» Activity: Restate every entry verbatim; drop the pictures.

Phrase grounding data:
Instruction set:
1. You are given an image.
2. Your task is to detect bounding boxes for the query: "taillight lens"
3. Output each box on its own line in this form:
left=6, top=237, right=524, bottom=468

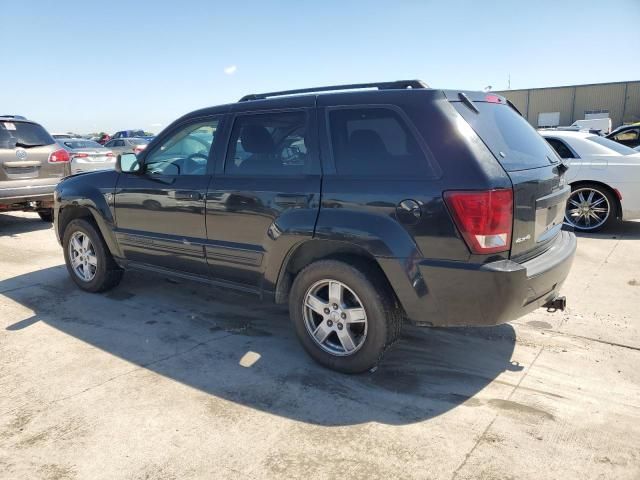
left=48, top=149, right=70, bottom=163
left=106, top=152, right=114, bottom=157
left=444, top=189, right=513, bottom=254
left=72, top=153, right=88, bottom=158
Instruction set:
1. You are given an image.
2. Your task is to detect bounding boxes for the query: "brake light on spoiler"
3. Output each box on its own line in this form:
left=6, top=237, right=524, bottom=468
left=444, top=189, right=513, bottom=254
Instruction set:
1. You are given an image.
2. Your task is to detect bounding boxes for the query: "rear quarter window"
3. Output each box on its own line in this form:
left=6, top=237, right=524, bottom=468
left=0, top=121, right=55, bottom=149
left=453, top=102, right=559, bottom=171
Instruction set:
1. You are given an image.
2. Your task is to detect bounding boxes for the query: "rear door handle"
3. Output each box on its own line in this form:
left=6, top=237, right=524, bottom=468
left=274, top=194, right=309, bottom=207
left=174, top=191, right=201, bottom=201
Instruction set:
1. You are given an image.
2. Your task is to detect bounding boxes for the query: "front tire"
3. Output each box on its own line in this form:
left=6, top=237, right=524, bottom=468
left=289, top=260, right=402, bottom=373
left=565, top=184, right=617, bottom=232
left=62, top=218, right=123, bottom=292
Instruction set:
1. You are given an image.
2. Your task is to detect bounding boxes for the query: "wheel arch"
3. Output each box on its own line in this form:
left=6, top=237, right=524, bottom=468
left=274, top=239, right=404, bottom=315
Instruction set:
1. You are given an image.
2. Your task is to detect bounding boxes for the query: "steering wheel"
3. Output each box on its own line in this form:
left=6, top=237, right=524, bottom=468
left=184, top=152, right=208, bottom=175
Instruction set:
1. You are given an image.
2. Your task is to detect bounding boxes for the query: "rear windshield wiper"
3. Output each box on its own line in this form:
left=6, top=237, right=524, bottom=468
left=14, top=141, right=46, bottom=148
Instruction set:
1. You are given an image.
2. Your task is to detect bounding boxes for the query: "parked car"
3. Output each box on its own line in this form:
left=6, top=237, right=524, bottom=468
left=1, top=115, right=70, bottom=221
left=52, top=133, right=75, bottom=140
left=103, top=137, right=148, bottom=156
left=54, top=81, right=575, bottom=373
left=56, top=138, right=115, bottom=175
left=606, top=124, right=640, bottom=148
left=112, top=130, right=155, bottom=142
left=540, top=130, right=640, bottom=231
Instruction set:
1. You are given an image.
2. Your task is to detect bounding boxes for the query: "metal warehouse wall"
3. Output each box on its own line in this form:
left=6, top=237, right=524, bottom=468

» Answer box:
Instruction set:
1. You are given an image.
2. Your task is to detect bounding boxes for the query: "taillight lens"
3. Output each box on its own line in this form:
left=6, top=237, right=524, bottom=468

left=48, top=149, right=70, bottom=163
left=106, top=152, right=114, bottom=157
left=444, top=189, right=513, bottom=254
left=72, top=153, right=88, bottom=158
Instruction set:
1. You are given an image.
2. Your task is to detect bounding boxes for the query: "brake light on spoiler"
3. Output each box on its own line in this form:
left=6, top=237, right=524, bottom=468
left=444, top=189, right=513, bottom=254
Instruction set:
1. You are given an image.
2. Your task is to detect bounding boxes for the query: "rear quarter window"
3. Output each box on its own line in this form:
left=6, top=237, right=524, bottom=468
left=0, top=121, right=55, bottom=149
left=453, top=102, right=559, bottom=171
Instruction set:
1. You are given an image.
2. Your task is to detect bounding boxes for the query: "rear door handle"
3. Output each box on its own line in this form:
left=6, top=237, right=524, bottom=468
left=274, top=194, right=309, bottom=207
left=174, top=191, right=201, bottom=201
Instruction set:
1. You are given an image.
2. Your task is to detect bounding boxes for the query: "front tire"
3. Output each box on its own line in this form:
left=6, top=237, right=524, bottom=468
left=289, top=260, right=402, bottom=373
left=565, top=184, right=617, bottom=232
left=62, top=218, right=123, bottom=292
Instruction set:
1. You are given an image.
2. Your task is to detect bounding boxes for the query: "wheel arch"
3. Output each box on its own line in this form:
left=6, top=237, right=524, bottom=468
left=274, top=239, right=404, bottom=315
Instruction set:
1. You are given an image.
2. Your task is to detect bounding boxes for the query: "steering wheel"
3. Output each box on its own line in this form:
left=6, top=237, right=524, bottom=468
left=184, top=152, right=208, bottom=175
Instruction set:
1. You are given an image.
2. Your task is to detect bounding boxes for the query: "rear windshield wiper"
3. Output each box on its own line in this form:
left=6, top=237, right=524, bottom=468
left=14, top=141, right=46, bottom=148
Instruction set:
1. You are given an image.
2. Your task is to detect bounding boxes for the query: "parked car"
3. Output each box on its own line in this form:
left=6, top=237, right=524, bottom=468
left=1, top=115, right=70, bottom=221
left=52, top=133, right=75, bottom=140
left=103, top=137, right=148, bottom=156
left=54, top=81, right=575, bottom=373
left=56, top=138, right=115, bottom=175
left=606, top=124, right=640, bottom=148
left=112, top=130, right=155, bottom=142
left=540, top=130, right=640, bottom=231
Instruction set:
1. You are given an image.
2. Your task is to detect bounding boxes for the query: "metal warehouse wall"
3. Output each box on its own line in this form:
left=6, top=237, right=524, bottom=468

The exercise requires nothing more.